• AUSGANGSTEXT:
Während vor einem Jahr noch Minuszinsen beklagt wurden, bieten selbst Bundesanleihen jetzt wieder ansehnliche Renditen. Und Unternehmen müssen für ihre Anleihen deutlich mehr zahlen. Rentenhändler auf dem Parkett freuen sich über die gestiegene Nachfrage.
30. Dezember 2022. Frankfurt (Börse Frankfurt). Der vermeintlich sichere Hafen Bundesanleihen war in diesem Jahr alles andere als sicher: Der starke Zinsanstieg hat für kräftige Verluste am Anleihenmarkt gesorgt. Um satte 22 Prozent ist der Euro-Bund-Future, wichtiger Indikator für langfristige Bundesanleihen, seit Jahresanfang gefallen. Damit ist dessen Bilanz noch schlechter als die des DAX, der auf ein Minus von knapp 13 Prozent kommt.
Beides war so nicht erwartet worden: „Die Prognosen für 2022 waren völlig falsch“, bemerkt Rentenhändler Arthur Brunner von der ICF Bank. „Niemand hatte mit einem derartigen Zinsanstieg gerechnet.“ Auch die Geschwindigkeit hat überrascht, wie Gregor Daniel von der Walter Ludwig Wertpapierhandelsbank feststellt: „Über 2,5 Prozentpunkte bei der Rendite zehnjähriger Bundesanleihen innerhalb nur eines Jahres, das ist schon enorm.“ Tim Oechsner von der Steubing AG weist auch auf die veränderten Korrelationen hin: „Früher kauften Anleger Bundesanleihen als Hedge gegen schwache Aktienmärkte, das funktioniert heute nicht mehr.“
Zeitenwende auch am Anleihemarkt – Nullzinsen seit April 2019
Von minus 0,18 Prozent auf in der Spitze 2,53 Prozent ist die Rendite zehnjähriger Bundesanleihen im Laufe des Jahres gestiegen, am letzten Handelstag 2022 sind es 2,46 Prozent. Damit ging die immerhin fast drei Jahre dauernde Ära ohne Zinsen zu Ende. Noch stärker fiel der Anstieg der Rendite von zweijährigen Bundesanleihen aus: Diese kletterte im Laufe des Jahres von minus 0,64 Prozent auf 2,65 Prozent. Auch zum Jahresausklang liegt sie somit über der von zehnjährigen Papieren („inverse Zinskurve“) – was ungewöhnlich ist und als Vorbote einer Rezession gilt.
Auch in den USA sind die Renditen 2022 stark gestiegen, von 1,51 Prozent auf in der Spitze 4,34 Prozent, jetzt sind es immer noch 3,85 Prozent. Wegen der Inflation hatten die Notenbanken weltweit die Leitzinsen kräftig angehoben. In der Eurozone liegt der Zinssatz für das Hauptrefinanzierungsgeschäft nun bei 2,5 Prozent, in den USA die Federal Funds Rate-Zinsspanne bei 4,25 bis 4,5 Prozent.

• AUFGABENSTELLUNG:
Zitiere aus dem Text über den Anleihemarkt die Stelle, die mit den Worten „Auch in den“ beginnt und nach den Worten „bis 4,5 Prozent.“ endet.

• DATENAUSZUG:
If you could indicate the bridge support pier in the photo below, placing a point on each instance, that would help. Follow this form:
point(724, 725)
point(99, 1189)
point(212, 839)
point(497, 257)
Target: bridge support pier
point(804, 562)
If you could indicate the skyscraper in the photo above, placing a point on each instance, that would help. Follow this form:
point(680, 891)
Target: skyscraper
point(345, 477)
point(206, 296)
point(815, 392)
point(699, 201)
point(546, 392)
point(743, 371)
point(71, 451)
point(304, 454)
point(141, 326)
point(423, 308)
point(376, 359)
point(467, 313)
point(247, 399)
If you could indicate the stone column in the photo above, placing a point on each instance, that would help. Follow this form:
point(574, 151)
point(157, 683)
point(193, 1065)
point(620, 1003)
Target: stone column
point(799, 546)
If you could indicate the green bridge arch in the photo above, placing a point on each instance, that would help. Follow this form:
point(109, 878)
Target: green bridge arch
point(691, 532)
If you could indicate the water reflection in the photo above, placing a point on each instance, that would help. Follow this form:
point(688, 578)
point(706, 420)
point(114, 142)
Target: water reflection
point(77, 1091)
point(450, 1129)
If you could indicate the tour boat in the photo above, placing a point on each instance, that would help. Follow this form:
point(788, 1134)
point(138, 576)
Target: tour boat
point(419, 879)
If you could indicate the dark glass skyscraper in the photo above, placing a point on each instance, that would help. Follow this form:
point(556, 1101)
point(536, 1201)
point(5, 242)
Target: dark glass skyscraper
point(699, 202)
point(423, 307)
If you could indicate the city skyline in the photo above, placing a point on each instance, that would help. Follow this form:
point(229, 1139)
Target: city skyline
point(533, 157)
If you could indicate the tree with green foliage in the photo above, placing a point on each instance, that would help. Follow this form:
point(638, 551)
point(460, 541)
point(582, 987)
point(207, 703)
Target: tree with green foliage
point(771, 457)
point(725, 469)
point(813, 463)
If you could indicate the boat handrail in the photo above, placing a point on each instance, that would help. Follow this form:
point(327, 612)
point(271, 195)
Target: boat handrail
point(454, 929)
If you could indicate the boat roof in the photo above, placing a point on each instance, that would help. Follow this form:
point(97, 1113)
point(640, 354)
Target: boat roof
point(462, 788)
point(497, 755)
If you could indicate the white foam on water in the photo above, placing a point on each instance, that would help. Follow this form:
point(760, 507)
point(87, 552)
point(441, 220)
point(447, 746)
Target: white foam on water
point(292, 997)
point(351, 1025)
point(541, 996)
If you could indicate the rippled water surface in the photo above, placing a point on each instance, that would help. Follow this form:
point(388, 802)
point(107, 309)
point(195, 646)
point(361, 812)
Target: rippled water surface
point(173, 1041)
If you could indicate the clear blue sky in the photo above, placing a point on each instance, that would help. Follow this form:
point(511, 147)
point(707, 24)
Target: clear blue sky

• ANTWORT:
Auch in den USA sind die Renditen 2022 stark gestiegen, von 1,51 Prozent auf in der Spitze 4,34 Prozent, jetzt sind es immer noch 3,85 Prozent. Wegen der Inflation hatten die Notenbanken weltweit die Leitzinsen kräftig angehoben. In der Eurozone liegt der Zinssatz für das Hauptrefinanzierungsgeschäft nun bei 2,5 Prozent, in den USA die Federal Funds Rate-Zinsspanne bei 4,25 bis 4,5 Prozent.